Title: Applied bioinformatics for Medbioinfo graduate school
DNr: NAISS 2024/22-540
Project Type: NAISS Small Compute
Principal Investigator: Gabriele Pozzati <>
Affiliation: Stockholms universitet
Duration: 2024-04-11 – 2024-07-01
Classification: 10203


This project will provide computational resources to students participating in the Applied Bioinformatics course at the MedBioinfo graduate school. The aim of the course is to help participants acquire a set of transversal skills required to extract meaningful insight from datasets in the era of high throughput life science technologies. Such is the data analysis bottle neck, that these skills are in high demand. Students will gain first hand experience in the tools used to crack the current challenges in reproducible science, big data projects, and data mining on high performance compute farms. Rather than being presented in isolation, all the introduced tools will be used in a comprehensive case study of a real world dataset : 41 Gbp of Illumina raw sequence reads (both metagenomes and metatranscriptomes) from 125 human oral swabs from positive or negative COVID PCR patients published in Dec 2021. Each course participant will be in charge of analyzing a subset of the total 250 available FASTQ files. Students will build and run an analysis pipeline in order to detect the presence of RNA or DNA in the swabs that correspond to known pathogens (bacterial and viral).

Spatial localization data
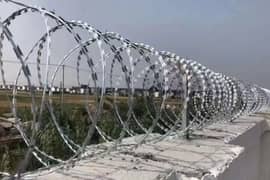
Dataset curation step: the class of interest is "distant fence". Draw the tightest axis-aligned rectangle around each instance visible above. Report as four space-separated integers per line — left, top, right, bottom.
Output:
0 0 270 178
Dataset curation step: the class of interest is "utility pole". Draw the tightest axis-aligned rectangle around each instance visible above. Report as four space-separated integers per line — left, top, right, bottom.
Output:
61 65 65 115
182 74 190 139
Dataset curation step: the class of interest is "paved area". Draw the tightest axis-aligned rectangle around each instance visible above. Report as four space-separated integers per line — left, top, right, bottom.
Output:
22 114 270 180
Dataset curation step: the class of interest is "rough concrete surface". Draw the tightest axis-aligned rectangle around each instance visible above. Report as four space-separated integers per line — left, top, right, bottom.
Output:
24 113 270 180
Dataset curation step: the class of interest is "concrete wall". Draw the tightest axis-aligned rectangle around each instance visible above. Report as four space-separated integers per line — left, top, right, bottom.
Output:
218 121 270 180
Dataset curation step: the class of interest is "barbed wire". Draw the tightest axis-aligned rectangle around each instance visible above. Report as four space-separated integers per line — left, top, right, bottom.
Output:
0 0 270 178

→ WHAT TO DO: In the project description, how many human oral swabs supplied the Illumina sequence reads used in the case study?

→ ANSWER: 125